Turn the material below into a numbered list, starting at the line that has "Ground pedestrian walkway" and stopping after the line that has "[[0, 0, 206, 333]]". Leave out any blank lines.

# [Extracted data]

start

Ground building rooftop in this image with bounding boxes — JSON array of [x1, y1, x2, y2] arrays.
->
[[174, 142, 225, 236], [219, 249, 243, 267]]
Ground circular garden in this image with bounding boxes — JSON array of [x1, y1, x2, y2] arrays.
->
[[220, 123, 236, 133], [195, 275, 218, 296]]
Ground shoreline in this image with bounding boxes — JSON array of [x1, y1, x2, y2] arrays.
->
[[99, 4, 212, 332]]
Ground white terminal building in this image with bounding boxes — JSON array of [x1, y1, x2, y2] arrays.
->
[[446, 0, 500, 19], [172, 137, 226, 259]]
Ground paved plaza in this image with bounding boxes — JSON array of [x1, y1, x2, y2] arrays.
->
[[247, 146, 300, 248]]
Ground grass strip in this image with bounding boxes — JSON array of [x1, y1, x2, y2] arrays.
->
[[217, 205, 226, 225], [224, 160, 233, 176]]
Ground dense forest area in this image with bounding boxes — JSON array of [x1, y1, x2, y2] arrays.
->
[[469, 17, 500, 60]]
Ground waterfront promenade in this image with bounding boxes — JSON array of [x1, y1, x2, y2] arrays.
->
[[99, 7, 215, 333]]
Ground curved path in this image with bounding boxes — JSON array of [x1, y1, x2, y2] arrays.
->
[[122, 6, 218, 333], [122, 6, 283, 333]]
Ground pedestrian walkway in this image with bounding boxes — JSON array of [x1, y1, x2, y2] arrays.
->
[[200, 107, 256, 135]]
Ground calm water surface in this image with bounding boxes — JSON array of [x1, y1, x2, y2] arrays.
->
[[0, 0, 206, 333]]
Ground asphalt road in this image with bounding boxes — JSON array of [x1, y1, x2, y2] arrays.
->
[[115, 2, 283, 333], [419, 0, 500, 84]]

end

# [Full response]
1. Ground pedestrian walkway in this image with bounding boxes — JSON array of [x1, y1, x2, y2] arrays.
2. ->
3. [[200, 107, 256, 135]]
4. Ground calm water surface in this image with bounding boxes — JSON array of [x1, y1, x2, y2] arrays.
5. ->
6. [[0, 0, 206, 333]]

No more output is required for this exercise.